Soon after the trailhead, you’ll come across the second biggest impediment of this stretch by “two bridges” where the main railroad and a spur both cross the creek.  The first bridge is a problem.  Debris has clogged up the left and middle channels.  The right channel is open but small, with big rocks in fast current.  Not a stretch for expensive composite hulls!  I went down the right channel…and got stuck.  It took a lot of scooting and tossing rocks out of the way to get through (but I didn’t have to get out).  This is not ideal though, and I suggest simply getting out and leading your kayak down this shallow section.  [Editor’s Update—this has been reportedly cleared!]  Don’t make my mistake of touching the railroad pylons.  They have a nasty creosote preservative that is super difficult to get off if touched.  The current is shallow but a tad tricky and can suck you between the pylons so be careful.   The second railroad bridge has issues, but for the most part is easy to get through as long as you shoot left and dodge the rocks.

From here on, you’re paddling in the city of Mazo and this was my favorite part of the trip.  The water clarity improves, the current stays fast, and you’ll paddle through incredible tree canopies.  Together with the steep banks this creates a fantastic tunnel effect.

Maybe a third of your way into Mazo, you’ll paddle by the North State Street (aka Hwy Y) bridge.  Very recently the county acquired access rights to the land by the bridge here and this is a very good launch area for paddlers.  Parking is easy to do on the street above and the grass is mowed around the wing walls and down to a sandy ledge which facilitates easy access to the water.  Located on the SW side of the bridge, I’ve marked this on the map.

The next bridge is the Bridge Street bridge, which was initially going to be our take-out.  However a “No Trespassing” sign, steep unimproved terrain around the wing walls, a “Beware of Dog” sign, and a dog running around unleashed and with a muzzle on were enough to convince me to use the Walking Iron Park access instead (very glad I did so).

# Material provided:
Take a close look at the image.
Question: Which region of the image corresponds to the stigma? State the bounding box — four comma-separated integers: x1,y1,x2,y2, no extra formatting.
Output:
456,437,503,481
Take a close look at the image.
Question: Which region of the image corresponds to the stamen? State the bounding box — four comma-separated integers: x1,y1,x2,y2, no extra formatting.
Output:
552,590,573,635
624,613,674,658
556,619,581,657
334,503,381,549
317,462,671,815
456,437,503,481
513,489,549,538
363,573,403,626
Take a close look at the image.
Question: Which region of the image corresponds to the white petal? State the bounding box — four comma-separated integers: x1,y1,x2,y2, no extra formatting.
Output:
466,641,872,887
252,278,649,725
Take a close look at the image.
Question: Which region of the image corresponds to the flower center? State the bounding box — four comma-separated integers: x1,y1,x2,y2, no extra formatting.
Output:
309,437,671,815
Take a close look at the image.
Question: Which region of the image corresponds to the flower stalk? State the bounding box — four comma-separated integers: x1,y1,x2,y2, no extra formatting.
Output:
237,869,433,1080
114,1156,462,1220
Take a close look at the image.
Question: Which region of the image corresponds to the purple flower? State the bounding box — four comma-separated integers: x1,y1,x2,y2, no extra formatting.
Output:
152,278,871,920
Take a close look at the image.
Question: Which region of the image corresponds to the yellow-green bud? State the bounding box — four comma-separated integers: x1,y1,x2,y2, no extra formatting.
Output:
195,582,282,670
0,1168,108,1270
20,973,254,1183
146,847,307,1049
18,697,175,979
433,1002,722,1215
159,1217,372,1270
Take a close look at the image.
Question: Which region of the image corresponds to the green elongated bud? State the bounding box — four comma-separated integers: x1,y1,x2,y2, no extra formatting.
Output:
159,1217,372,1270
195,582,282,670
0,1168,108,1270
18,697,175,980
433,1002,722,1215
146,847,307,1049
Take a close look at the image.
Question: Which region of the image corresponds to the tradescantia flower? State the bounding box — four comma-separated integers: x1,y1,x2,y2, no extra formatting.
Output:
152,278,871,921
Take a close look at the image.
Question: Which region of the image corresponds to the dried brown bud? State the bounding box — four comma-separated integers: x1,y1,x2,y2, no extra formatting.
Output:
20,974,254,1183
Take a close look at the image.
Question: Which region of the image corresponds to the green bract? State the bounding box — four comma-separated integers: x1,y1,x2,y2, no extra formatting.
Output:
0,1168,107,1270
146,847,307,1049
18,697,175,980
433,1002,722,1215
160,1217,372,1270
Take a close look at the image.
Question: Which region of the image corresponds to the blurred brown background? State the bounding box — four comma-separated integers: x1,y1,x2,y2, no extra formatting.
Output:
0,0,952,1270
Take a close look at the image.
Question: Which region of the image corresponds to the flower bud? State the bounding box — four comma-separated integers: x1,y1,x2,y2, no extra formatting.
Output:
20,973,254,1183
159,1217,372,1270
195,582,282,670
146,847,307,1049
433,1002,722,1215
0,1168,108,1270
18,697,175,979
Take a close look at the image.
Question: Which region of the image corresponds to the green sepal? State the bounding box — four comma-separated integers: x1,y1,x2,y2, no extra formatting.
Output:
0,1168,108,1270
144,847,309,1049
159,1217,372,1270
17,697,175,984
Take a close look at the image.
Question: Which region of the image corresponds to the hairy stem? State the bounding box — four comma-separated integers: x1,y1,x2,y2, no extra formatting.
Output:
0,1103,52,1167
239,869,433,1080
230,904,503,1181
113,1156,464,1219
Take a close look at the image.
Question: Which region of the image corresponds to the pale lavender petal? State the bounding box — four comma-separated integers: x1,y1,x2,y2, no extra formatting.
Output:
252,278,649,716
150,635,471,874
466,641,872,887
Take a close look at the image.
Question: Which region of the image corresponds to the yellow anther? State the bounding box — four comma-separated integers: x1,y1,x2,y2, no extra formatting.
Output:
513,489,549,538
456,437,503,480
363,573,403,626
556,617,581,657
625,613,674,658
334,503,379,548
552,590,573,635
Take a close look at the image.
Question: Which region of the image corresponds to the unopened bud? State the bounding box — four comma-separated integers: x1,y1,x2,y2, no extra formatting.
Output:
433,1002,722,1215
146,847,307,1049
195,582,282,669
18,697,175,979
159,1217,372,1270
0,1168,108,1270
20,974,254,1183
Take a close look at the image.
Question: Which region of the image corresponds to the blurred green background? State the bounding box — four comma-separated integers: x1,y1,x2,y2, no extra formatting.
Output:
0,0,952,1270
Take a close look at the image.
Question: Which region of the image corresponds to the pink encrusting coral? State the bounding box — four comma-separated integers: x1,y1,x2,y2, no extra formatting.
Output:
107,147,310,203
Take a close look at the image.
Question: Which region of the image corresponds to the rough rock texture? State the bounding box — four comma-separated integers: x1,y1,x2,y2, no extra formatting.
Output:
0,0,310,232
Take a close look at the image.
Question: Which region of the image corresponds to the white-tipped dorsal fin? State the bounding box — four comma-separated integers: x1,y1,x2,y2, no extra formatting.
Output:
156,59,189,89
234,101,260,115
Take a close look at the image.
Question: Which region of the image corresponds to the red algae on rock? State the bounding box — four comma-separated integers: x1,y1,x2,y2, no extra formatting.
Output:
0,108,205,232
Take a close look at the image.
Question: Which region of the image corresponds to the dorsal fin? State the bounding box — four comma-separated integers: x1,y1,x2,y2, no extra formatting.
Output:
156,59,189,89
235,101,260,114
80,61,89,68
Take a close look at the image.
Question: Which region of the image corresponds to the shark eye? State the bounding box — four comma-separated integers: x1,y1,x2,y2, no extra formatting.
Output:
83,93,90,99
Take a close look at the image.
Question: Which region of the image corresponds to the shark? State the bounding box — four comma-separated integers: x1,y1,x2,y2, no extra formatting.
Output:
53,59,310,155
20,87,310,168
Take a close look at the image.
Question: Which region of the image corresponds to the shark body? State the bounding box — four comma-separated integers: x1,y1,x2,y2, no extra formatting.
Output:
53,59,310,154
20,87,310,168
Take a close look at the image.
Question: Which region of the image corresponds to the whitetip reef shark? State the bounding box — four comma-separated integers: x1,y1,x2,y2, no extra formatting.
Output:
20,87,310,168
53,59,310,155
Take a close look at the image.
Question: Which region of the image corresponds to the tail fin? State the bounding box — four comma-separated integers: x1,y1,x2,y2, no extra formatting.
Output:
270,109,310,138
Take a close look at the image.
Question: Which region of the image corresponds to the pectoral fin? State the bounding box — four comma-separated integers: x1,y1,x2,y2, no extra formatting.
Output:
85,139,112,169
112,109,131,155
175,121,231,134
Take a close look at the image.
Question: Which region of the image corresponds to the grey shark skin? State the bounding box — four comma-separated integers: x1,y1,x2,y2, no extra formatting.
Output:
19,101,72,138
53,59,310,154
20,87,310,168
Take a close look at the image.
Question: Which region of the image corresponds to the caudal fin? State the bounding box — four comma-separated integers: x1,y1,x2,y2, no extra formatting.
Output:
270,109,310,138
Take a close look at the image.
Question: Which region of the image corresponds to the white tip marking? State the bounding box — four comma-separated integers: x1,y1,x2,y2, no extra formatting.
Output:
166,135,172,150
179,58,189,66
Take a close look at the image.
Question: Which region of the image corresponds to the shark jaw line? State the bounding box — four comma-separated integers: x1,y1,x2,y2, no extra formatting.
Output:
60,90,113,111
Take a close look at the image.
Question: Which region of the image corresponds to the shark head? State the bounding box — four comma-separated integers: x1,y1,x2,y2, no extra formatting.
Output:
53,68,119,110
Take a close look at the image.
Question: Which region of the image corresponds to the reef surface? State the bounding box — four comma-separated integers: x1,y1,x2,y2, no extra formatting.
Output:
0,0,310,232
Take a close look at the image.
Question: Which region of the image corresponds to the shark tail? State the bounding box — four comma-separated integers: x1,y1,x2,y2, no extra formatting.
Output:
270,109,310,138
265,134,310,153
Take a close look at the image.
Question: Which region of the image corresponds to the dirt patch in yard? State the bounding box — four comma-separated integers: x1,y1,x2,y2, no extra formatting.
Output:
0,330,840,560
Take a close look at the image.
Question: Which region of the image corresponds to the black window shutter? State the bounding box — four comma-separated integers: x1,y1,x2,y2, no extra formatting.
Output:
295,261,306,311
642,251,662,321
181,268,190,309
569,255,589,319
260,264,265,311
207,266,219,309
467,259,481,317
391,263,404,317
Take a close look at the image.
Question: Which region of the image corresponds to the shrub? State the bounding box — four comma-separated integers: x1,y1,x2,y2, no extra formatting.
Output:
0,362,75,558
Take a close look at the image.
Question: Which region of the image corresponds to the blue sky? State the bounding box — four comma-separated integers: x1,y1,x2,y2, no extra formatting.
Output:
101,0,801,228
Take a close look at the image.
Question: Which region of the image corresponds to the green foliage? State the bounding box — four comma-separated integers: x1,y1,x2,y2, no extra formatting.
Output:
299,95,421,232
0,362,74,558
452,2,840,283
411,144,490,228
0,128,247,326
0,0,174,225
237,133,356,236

# Required task 1:
In the paddling trip report, rewrite the paragraph beginning "Maybe a third of your way into Mazo" as a bulleted list that keeps its main facts.
# Required task 2:
Answer these questions from the paddling trip report, one short answer per line:
(a) What substance coats the railroad pylons?
(b) Which way should you shoot to get through the second railroad bridge?
(c) Which access did the writer use instead of the Bridge Street bridge?
# Required task 3:
Translate this sentence from the paddling trip report into Spanish: "The water clarity improves, the current stays fast, and you’ll paddle through incredible tree canopies."
The entries are separate material from the paddling trip report.

# Result 1:
- About a third of the way into Mazo, you pass the North State Street (Hwy Y) bridge.
- The county recently acquired access rights to the land by this bridge, making it a very good launch area for paddlers.
- Parking is easy on the street above.
- The grass is mowed around the wing walls and down to a sandy ledge, giving easy access to the water.
- The launch is on the SW side of the bridge and is marked on the map.

# Result 2:
(a) A creosote preservative.
(b) Left.
(c) The Walking Iron Park access.

# Result 3:
La claridad del agua mejora, la corriente sigue siendo rápida y remarás bajo increíbles doseles de árboles.